◆ Document section:
***

Half Rate="0" - Enables a super-high physics rate which uses more CPU power to calculate extra vehicle physics parameters and gives a more realistic feel to the car. This will normally make your lap times slightly slower as the car is more difficult to drive quickly over the curbs.
No AI Control="1" - The computer will never take control of your car (so you can still drive when the race has finished).
AutoBlip="0" - Removes the brake assistance icon from your telemetry laps (this is a bug in the game). Obviously this is assuming you don't actually use brake assistance.
Tire Sampling="1" - Should make the car's reaction slightly more realistic over sharp curbs.
Other Volume Ration="0.70000" - Lowers the volume of the other vehicle engines so they don't totally drown out your own (this was recommended by one of the game developers).
LCD Display Modes="7" - Allows you to see all pages on the in-car steering wheel display in the cockpit view (Lap Time, Pit Stop/Fuel, Tyre Temp, Driving Aids, Engine and Brake Temp).
Locked Pit Cam="0" - Allows you can stay in the cockpit view during pitstops.
Crash Recovery="0" - The game will not automatically leave your car upright after a crash (you can end up stuck upside down for good). It is more realistic.
4. Setting Up Your Steering Wheel.
This is one of the most important steps when you are setting up a racing sim and in the EA F1 games it is more important than ever - these settings can easily effect the lap times you are capable of driving.

***

◆ Extracted entries:
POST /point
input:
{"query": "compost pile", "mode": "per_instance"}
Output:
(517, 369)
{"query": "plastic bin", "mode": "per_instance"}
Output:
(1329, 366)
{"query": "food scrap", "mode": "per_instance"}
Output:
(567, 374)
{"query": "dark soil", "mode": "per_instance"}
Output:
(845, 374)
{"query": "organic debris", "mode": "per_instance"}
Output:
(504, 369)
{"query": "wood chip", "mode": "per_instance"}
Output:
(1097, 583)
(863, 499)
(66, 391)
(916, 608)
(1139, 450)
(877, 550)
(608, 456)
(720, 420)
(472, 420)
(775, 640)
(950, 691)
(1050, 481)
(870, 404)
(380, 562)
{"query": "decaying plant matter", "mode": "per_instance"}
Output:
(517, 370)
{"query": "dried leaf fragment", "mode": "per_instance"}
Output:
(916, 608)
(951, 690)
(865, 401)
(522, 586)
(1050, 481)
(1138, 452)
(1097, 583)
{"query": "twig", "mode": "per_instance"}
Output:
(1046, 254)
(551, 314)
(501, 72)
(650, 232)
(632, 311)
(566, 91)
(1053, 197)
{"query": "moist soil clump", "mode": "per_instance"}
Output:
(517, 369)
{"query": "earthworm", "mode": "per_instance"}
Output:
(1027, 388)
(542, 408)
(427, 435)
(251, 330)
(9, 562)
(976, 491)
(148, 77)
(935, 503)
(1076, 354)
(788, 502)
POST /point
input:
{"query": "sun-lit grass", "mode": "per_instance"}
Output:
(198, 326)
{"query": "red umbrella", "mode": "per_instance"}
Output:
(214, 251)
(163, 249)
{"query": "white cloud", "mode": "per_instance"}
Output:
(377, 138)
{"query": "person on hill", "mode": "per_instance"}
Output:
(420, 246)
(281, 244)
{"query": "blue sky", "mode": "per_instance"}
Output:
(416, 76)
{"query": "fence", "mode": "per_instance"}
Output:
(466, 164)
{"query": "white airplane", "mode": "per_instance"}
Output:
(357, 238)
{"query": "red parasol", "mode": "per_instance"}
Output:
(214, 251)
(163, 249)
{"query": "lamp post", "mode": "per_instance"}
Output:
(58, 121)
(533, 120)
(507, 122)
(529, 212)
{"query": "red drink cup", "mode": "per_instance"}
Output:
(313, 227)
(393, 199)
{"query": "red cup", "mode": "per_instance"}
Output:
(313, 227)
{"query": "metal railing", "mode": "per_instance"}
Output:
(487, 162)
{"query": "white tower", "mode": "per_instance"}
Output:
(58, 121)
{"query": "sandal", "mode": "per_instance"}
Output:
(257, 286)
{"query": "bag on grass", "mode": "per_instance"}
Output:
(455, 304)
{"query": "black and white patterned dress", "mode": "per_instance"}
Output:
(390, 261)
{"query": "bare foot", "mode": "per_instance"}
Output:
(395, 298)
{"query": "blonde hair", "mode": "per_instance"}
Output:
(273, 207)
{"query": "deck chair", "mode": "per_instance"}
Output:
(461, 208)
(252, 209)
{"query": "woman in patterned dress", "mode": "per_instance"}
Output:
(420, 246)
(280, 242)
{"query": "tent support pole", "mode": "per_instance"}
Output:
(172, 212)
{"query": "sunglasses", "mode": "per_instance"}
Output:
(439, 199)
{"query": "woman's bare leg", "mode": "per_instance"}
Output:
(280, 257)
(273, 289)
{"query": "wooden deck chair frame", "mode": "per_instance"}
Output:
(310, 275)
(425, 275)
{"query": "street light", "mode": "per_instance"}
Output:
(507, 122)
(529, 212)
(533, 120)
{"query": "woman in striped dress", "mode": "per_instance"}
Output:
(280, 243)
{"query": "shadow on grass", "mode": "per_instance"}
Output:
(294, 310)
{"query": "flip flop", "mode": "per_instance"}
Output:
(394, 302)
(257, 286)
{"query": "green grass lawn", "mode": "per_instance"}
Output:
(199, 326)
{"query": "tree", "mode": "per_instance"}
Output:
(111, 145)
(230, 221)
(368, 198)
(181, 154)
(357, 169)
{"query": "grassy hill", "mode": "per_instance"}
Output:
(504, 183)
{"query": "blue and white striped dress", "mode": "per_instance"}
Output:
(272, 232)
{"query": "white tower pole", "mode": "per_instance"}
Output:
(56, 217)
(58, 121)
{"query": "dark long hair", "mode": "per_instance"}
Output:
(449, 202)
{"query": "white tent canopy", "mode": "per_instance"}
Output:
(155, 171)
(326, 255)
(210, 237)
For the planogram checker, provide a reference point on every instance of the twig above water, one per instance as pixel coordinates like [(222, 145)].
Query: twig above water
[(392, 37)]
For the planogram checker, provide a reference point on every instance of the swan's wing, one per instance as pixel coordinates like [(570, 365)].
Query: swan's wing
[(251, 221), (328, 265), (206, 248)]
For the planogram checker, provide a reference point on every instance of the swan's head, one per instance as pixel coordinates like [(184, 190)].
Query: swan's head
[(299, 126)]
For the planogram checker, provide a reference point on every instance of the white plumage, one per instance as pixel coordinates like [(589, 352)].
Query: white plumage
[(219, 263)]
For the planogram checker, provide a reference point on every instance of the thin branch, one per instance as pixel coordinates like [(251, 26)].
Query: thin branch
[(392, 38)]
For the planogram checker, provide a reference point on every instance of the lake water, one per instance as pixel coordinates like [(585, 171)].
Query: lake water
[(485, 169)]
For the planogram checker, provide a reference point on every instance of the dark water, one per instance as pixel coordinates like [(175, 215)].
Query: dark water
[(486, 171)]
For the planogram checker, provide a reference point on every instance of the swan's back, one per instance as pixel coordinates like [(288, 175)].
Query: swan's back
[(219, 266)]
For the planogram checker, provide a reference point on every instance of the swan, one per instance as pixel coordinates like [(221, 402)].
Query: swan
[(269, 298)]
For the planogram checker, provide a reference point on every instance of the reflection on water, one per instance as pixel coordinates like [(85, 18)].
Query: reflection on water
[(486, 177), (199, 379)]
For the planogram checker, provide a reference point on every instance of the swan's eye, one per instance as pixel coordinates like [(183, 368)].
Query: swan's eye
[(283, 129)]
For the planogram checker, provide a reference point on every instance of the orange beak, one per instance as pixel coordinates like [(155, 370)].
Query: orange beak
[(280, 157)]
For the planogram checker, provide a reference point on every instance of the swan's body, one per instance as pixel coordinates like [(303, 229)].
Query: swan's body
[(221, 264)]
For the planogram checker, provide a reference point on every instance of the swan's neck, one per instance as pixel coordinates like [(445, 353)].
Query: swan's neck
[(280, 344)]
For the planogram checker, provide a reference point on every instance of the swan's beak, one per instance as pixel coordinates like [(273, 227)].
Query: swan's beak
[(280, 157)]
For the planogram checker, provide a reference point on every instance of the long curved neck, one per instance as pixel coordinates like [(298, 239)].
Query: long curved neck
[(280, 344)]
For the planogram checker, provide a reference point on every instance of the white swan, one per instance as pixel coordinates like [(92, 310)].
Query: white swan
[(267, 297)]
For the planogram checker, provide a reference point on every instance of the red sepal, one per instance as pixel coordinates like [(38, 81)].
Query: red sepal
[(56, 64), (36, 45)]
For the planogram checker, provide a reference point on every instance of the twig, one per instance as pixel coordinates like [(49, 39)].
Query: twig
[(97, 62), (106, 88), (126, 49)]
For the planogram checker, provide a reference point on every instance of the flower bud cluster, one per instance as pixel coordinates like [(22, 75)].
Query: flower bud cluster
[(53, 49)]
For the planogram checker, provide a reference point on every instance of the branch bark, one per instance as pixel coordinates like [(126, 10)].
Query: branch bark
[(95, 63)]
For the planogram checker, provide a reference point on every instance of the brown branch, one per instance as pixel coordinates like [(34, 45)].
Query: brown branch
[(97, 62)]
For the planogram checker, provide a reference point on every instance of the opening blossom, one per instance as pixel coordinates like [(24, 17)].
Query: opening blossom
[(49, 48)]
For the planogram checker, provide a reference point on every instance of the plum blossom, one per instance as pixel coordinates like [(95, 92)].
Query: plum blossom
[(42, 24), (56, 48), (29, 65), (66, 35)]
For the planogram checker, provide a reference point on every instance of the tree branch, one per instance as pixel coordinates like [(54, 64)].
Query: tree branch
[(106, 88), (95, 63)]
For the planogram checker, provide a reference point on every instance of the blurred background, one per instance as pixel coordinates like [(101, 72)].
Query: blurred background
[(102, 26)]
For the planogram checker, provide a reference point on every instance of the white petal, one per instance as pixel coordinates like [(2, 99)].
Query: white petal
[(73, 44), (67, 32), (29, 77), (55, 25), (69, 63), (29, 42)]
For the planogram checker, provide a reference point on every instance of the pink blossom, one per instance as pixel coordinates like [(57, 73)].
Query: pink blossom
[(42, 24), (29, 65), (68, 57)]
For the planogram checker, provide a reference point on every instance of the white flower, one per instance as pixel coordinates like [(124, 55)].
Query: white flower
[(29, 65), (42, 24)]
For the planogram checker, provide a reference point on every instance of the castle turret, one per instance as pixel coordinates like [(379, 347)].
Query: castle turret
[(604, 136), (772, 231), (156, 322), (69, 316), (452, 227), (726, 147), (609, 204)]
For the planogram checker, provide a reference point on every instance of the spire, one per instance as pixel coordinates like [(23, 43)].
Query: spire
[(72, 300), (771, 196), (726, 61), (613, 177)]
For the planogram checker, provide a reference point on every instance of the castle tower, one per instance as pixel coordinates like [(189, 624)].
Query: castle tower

***

◆ Set problem A: Reproduce the passage of the F1 game settings guide starting with "4. Setting Up" and going on through "capable of driving.".
◆ Set problem B: In the F1 game settings guide, what effect does the Half Rate="0" setting normally have on lap times?

◆ Task response A:
4. Setting Up Your Steering Wheel.
This is one of the most important steps when you are setting up a racing sim and in the EA F1 games it is more important than ever - these settings can easily effect the lap times you are capable of driving.

◆ Task response B: It normally makes lap times slightly slower.